Records from a point annotation dataset:
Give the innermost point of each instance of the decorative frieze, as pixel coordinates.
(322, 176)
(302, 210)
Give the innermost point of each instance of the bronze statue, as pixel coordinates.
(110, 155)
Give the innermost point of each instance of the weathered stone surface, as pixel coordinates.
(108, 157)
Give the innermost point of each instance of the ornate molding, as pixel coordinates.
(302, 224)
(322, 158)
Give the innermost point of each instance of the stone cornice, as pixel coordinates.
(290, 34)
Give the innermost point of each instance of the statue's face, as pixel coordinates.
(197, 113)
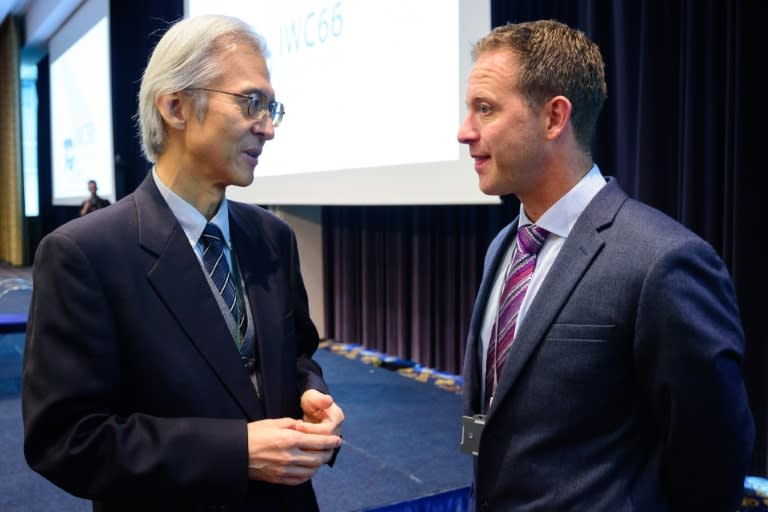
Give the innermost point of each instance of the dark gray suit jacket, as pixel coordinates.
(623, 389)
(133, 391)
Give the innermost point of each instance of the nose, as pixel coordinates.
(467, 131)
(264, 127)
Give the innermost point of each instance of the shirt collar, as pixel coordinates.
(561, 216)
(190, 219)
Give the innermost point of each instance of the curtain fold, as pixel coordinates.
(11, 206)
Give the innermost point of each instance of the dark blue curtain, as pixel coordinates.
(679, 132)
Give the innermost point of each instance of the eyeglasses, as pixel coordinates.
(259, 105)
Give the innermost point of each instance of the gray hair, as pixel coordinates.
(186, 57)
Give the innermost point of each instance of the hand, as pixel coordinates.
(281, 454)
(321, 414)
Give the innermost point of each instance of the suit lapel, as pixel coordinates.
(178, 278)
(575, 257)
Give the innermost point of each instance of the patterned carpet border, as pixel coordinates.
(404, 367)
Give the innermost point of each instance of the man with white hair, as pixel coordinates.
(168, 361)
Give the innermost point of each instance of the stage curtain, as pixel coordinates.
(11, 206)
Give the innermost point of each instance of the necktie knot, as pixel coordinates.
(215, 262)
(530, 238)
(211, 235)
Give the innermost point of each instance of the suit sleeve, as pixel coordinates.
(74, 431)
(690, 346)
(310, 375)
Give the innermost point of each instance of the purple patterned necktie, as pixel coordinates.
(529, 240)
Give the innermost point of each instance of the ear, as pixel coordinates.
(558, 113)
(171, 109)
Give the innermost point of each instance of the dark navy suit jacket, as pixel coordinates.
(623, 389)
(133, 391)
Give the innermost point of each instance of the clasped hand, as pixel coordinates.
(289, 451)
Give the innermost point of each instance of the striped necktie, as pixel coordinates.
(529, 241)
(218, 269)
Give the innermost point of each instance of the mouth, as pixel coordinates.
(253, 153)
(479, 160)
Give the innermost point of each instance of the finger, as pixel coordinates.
...
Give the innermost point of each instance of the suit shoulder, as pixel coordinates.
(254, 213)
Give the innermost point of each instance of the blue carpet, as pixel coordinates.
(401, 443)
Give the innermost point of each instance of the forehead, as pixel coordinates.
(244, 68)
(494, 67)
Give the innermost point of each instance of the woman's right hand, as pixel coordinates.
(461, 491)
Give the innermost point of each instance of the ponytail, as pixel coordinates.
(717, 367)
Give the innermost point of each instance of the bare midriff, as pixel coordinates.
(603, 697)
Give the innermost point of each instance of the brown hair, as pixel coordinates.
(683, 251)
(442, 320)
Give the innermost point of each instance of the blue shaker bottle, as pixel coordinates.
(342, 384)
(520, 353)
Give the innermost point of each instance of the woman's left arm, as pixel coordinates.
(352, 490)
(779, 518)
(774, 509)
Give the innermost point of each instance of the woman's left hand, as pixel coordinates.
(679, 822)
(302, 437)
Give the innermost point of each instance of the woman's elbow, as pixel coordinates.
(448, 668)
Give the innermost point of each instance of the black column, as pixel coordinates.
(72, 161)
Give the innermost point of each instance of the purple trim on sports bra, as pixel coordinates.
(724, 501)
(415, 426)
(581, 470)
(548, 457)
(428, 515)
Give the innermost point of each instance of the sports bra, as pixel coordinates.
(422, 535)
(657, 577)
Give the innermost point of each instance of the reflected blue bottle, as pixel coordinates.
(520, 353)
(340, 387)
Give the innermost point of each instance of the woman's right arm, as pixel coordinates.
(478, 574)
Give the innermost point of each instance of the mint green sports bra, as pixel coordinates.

> **Job**
Locate every line in the listing above that contains the string "right", treating uppercase and lowercase as distinct, and copy each such line in full.

> **Result of the exercise**
Give the innermost point of each instance of the woman's right hand, as pixel coordinates.
Give the innermost point of each instance of the woman's right arm, as pixel coordinates.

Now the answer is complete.